• _Items from a data source_
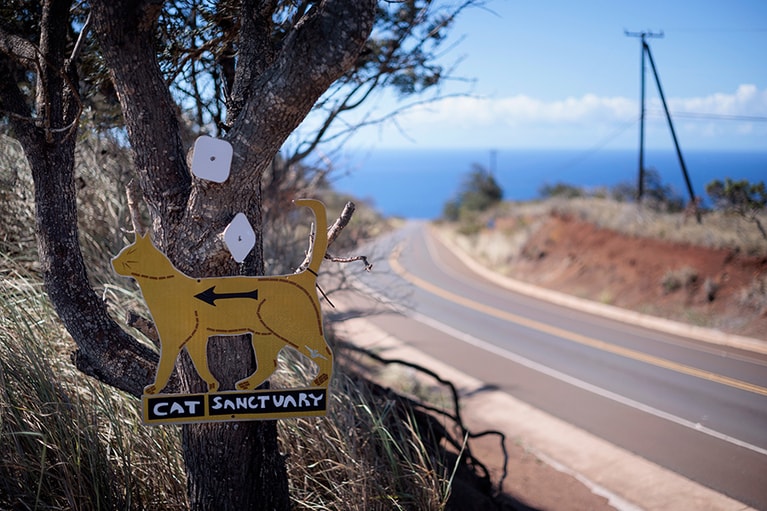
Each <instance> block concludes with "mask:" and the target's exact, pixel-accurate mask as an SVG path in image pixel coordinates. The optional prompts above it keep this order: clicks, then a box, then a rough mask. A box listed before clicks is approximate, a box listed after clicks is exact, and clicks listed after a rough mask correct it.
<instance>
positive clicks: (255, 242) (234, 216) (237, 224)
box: [224, 213, 256, 263]
mask: <svg viewBox="0 0 767 511" xmlns="http://www.w3.org/2000/svg"><path fill="white" fill-rule="evenodd" d="M224 243H226V248H228V249H229V252H230V253H231V254H232V257H233V258H234V260H235V261H237V262H238V263H241V262H243V261H244V260H245V258H246V257H247V256H248V254H249V253H250V251H251V250H253V247H254V246H256V233H255V232H254V231H253V227H251V225H250V222H248V217H247V216H245V214H244V213H237V214H236V215H235V216H234V218H233V219H232V221H231V222H230V223H229V225H227V226H226V229H224Z"/></svg>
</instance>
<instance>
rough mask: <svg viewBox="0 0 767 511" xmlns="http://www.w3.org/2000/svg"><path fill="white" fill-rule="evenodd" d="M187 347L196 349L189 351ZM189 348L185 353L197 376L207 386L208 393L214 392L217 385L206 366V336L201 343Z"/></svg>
mask: <svg viewBox="0 0 767 511" xmlns="http://www.w3.org/2000/svg"><path fill="white" fill-rule="evenodd" d="M189 346H195V347H196V348H197V349H189ZM189 346H187V350H186V351H187V353H189V358H191V359H192V363H193V364H194V368H195V370H196V371H197V374H198V375H200V378H202V379H203V380H204V381H205V383H207V384H208V392H216V391H217V390H218V386H219V383H218V380H217V379H216V377H215V376H213V373H211V372H210V366H208V354H207V349H206V348H207V336H206V337H205V339H202V340H201V342H194V343H190V345H189Z"/></svg>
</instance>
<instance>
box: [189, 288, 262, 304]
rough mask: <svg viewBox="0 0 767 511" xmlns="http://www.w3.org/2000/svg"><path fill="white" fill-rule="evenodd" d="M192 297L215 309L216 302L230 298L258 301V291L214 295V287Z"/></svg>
mask: <svg viewBox="0 0 767 511" xmlns="http://www.w3.org/2000/svg"><path fill="white" fill-rule="evenodd" d="M194 297H195V298H197V299H198V300H202V301H203V302H205V303H207V304H209V305H212V306H213V307H215V306H216V300H229V299H232V298H250V299H251V300H258V289H254V290H253V291H245V292H243V293H216V286H212V287H209V288H208V289H206V290H205V291H203V292H202V293H197V294H196V295H194Z"/></svg>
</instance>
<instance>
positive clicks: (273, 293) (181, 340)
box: [112, 199, 333, 424]
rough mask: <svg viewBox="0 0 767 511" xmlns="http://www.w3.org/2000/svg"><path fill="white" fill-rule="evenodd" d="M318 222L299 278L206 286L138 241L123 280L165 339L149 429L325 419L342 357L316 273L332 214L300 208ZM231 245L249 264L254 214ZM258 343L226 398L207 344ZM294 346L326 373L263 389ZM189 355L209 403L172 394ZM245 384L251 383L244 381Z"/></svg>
mask: <svg viewBox="0 0 767 511" xmlns="http://www.w3.org/2000/svg"><path fill="white" fill-rule="evenodd" d="M295 204H297V205H299V206H305V207H308V208H310V209H311V210H312V211H313V212H314V216H315V218H316V229H315V235H314V243H313V246H312V254H311V261H310V263H309V265H308V267H307V268H306V269H304V270H303V271H301V272H299V273H294V274H291V275H279V276H270V277H248V276H235V277H205V278H194V277H190V276H188V275H185V274H184V273H182V272H181V271H180V270H178V269H177V268H176V267H175V266H173V264H172V263H171V261H170V259H168V257H167V256H166V255H165V254H163V253H162V252H161V251H160V250H159V249H158V248H157V247H156V246H155V245H154V244H153V243H152V241H151V239H150V235H149V234H146V235H144V236H141V235H140V234H136V240H135V241H134V243H133V244H131V245H129V246H127V247H125V248H124V249H123V250H122V251H120V253H119V254H118V255H117V256H116V257H115V258H114V259H113V260H112V265H113V267H114V269H115V271H116V272H117V273H118V274H120V275H123V276H126V277H132V278H134V279H136V281H137V282H138V284H139V287H140V288H141V293H142V295H143V297H144V300H145V301H146V304H147V306H148V307H149V311H150V313H151V315H152V319H153V320H154V323H155V326H156V328H157V333H158V336H159V338H160V361H159V363H158V366H157V371H156V375H155V380H154V382H153V383H152V384H151V385H148V386H147V387H145V389H144V395H143V397H142V401H143V412H144V421H145V422H146V423H148V424H160V423H183V422H207V421H221V420H254V419H275V418H286V417H299V416H319V415H325V413H326V410H327V399H328V395H327V392H328V385H329V383H330V378H331V375H332V372H333V353H332V351H331V349H330V347H329V346H328V344H327V341H326V340H325V336H324V332H323V327H322V311H321V309H320V303H319V298H318V296H317V291H316V282H317V272H318V271H319V268H320V264H321V263H322V259H323V258H324V256H325V251H326V250H327V245H328V240H327V218H326V212H325V206H324V205H323V204H322V203H321V202H319V201H317V200H313V199H300V200H296V201H295ZM226 232H227V233H228V234H226V233H225V241H226V243H227V247H228V248H229V250H230V252H231V253H232V256H233V257H234V258H235V260H237V261H238V262H241V261H242V260H243V259H244V258H245V257H246V256H247V254H248V252H250V250H251V249H252V247H253V242H254V241H255V240H254V237H255V234H254V233H253V230H252V228H251V227H250V224H249V223H248V221H247V218H245V215H244V214H242V213H240V214H238V215H237V216H236V217H235V219H234V220H233V221H232V223H231V224H230V225H229V226H228V227H227V230H226ZM242 334H249V335H250V336H251V344H252V347H253V353H254V355H255V360H256V364H257V366H256V370H255V371H254V372H253V373H252V374H250V375H248V376H247V377H245V378H243V379H241V380H239V381H238V382H237V383H236V390H232V391H220V389H219V382H218V380H217V378H216V377H215V376H214V375H213V373H212V372H211V370H210V368H209V366H208V358H207V344H208V339H209V338H210V337H213V336H233V335H242ZM286 346H288V347H291V348H293V349H294V350H296V351H298V352H299V353H301V354H302V355H304V356H306V357H307V358H309V359H310V360H311V361H312V362H313V363H314V364H315V365H316V366H317V374H316V376H315V377H314V379H313V381H312V386H310V387H307V388H298V389H257V387H258V386H259V385H261V384H262V383H263V382H264V381H266V380H267V379H268V378H269V377H270V376H271V375H272V373H273V372H274V370H275V369H276V368H277V357H278V355H279V353H280V351H282V349H283V348H285V347H286ZM184 349H185V350H186V351H187V353H188V354H189V356H190V358H191V359H192V362H193V363H194V367H195V369H196V371H197V374H198V375H199V376H200V378H202V380H203V381H204V382H205V383H206V384H207V387H208V392H206V393H201V394H163V393H162V391H163V390H164V389H165V387H166V386H167V384H168V381H169V380H170V377H171V374H172V373H173V369H174V367H175V364H176V359H177V358H178V356H179V355H180V353H181V351H182V350H184ZM243 376H245V375H243Z"/></svg>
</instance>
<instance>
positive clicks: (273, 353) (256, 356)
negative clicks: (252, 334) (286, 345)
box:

• _EXERCISE_
In the lines above, find each one with "clicks" and list it.

• _RESPONSE FOR THIS EXERCISE_
Each <instance> block concludes with "mask:" and the target's exact, pixel-accurate mask as an SVG path in image pixel coordinates. The optional prompts above it keep this order: clicks, then a box, then a rough mask. A box listed before clicks is approximate, a box listed after clicks is exact, and clicks listed after a rough mask correct it.
positive clicks: (255, 242) (234, 216) (237, 224)
positive clicks: (273, 293) (181, 340)
positive clicks: (273, 353) (256, 356)
negative clicks: (252, 334) (286, 345)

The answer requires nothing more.